[Data items]
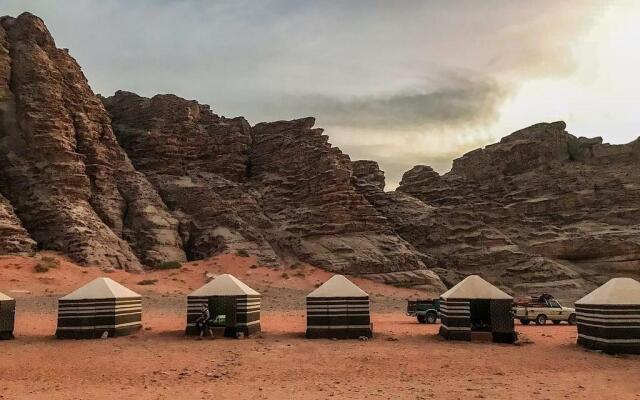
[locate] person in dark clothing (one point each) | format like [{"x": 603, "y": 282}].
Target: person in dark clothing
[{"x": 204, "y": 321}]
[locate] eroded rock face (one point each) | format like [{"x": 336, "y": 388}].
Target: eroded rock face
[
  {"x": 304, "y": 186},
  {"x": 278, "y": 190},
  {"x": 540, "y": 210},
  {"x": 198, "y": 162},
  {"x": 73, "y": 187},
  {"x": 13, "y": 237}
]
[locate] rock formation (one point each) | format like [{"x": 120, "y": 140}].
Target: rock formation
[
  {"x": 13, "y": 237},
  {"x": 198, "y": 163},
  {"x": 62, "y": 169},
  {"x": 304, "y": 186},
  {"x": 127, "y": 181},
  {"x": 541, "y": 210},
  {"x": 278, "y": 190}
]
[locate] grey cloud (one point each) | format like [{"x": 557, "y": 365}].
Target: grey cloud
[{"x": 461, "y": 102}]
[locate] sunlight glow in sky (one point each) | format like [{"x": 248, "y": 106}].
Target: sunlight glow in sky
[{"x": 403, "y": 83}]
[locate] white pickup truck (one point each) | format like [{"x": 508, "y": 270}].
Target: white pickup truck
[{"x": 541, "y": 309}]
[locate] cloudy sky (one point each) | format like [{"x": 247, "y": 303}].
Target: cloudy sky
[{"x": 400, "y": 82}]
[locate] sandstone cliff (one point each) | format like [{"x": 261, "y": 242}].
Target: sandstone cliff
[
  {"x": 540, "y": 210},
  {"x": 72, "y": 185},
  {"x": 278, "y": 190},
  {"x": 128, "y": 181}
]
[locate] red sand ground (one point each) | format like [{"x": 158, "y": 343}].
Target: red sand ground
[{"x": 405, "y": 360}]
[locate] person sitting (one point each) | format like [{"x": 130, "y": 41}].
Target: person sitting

* * *

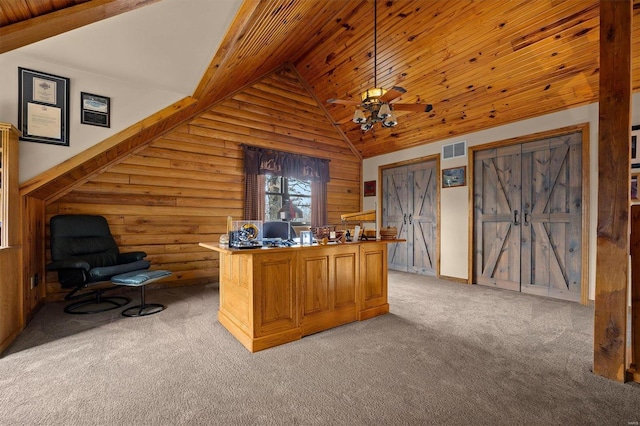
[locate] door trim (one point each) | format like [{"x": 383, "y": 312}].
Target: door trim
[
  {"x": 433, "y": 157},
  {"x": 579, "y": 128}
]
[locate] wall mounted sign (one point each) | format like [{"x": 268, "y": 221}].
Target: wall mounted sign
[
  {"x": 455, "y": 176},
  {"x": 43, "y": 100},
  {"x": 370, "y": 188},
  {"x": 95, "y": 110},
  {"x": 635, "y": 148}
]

> [How to complete this task]: Return, from the entries, each line that holds "sitting".

> [Result of this exercise]:
[locate] person sitting (one point each) | format like [{"x": 130, "y": 41}].
Target: person sitting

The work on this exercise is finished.